Work to do: Can you pick up the passage below about the Zeno family's harassment case against the Pine Plains school district and continue it from where it stops?

Selected passage:
By contrast, in workplace harassment cases, the plaintiff
only has to show the employer negligently responded to
the harassment — a much easier  standard for plaintiffs,
Bergstein noted. “For this reason, many student
harassment cases don’t even make it to trial,” the lawyer
said. “The judge dismisses the case … for lack of evidence
that the school district was deliberately indifferent.”

That was not so for the Zenos, and they made an all-out
effort to get the harassment to stop, including writing
letters to officials and appealing to district Superintendent
Linda Kaumeyer. Bergstein said the school district tried on
several occasions to address the problem,
 including bringing in the Rev. James Childs of Kingston
as a diversity trainer, but that it was “too little, too late.”

“The jurors told us after the trial that they were outraged
that the district dragged its feet in dealing with Anthony’s
harassment and that the superintendent, in particular,
was aloof when Anthony’s mother sent her letters demanding
urgent action on the problem,” Bergstein said.

“One juror was a school administrator who said that his
district would never respond to this kind of harassment
the way that Pine Plains did. He said that the evidence that
the district ignored the Human Rights Commission’s
offer to implement immediate diversity training was
 ‘devastating.’”

Dataset content:
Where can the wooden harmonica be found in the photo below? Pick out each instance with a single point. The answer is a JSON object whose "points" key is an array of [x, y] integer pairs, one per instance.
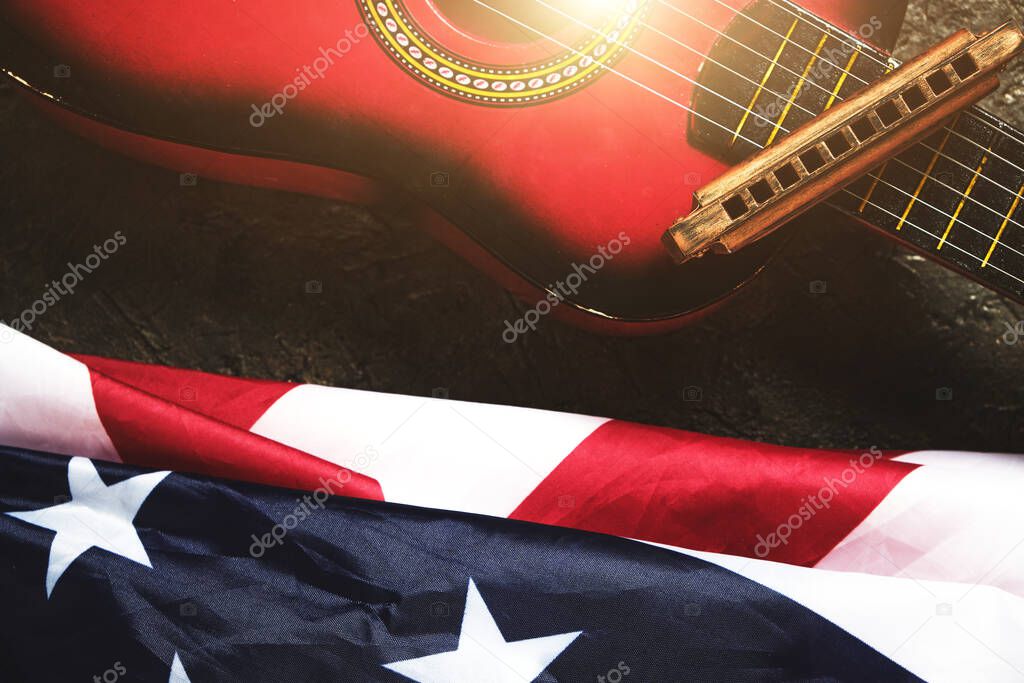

Answer:
It was precisely that for Zeno, too, who still bears deep
scars from the nonstop persecution. He is a private, guarded
man who has turned down countless media requests for
 interviews, but Zeno said he has come to realize that others
might learn from his experience.

That is why he and his mother decided to grant the
Freeman an exclusive interview last week. “I didn’t understand
what racism was ’til I moved up here,” Zeno said by phone
from his Kingston home. As part of the family’s move to
Dutchess County in 2005, Zeno transferred from Longwood
High School in Brookhaven, Long Island, to Stissing Mountain,
a school with a current minority population of 9 percent.

The Pine Plains school district serves students from the
Northern Dutchess towns of Clinton, Milan, North East,
Pine Plains and Stanford, as well as the Columbia County
towns of Ancram, Clermont, Gallatin and Livingston.

“Every culture was represented at the old school,” Zeno
said. “Everybody had their differences, but they worked
it out. Here, I felt like a foreigner.”

Zeno was targeted almost from day one, his mother recalled.

She said she often followed him to school to make
sure he was safe and that as the harassment escalated,
so did her paper trail.

Zeno’s mother even lost her job during the height of it
because she was leaving work so often to intervene on
her son’s behalf with school administrators.

“It got to the point where I had to keep a running log,”
 she said. “My biggest thing ... was I wanted to make sure
my child was safe. We reached out to the NAACP and
brought them to the school. We wanted to start some
changes. Unfortunately, (the school) did not utilize it,”
 Mrs. Zeno said.

Early on, the Zenos also contacted the Dutchess County
Human Rights Commission, which met with school officials
to offer solutions like assigning Anthony an adult
“shadow” as protection. But nothing seemed to work,
his mother said. After the Zenos hired Bergstein, they
began weighing their options.

The family was apprehensive about trial and even offered
to settle the case two weeks before trial for $75,000.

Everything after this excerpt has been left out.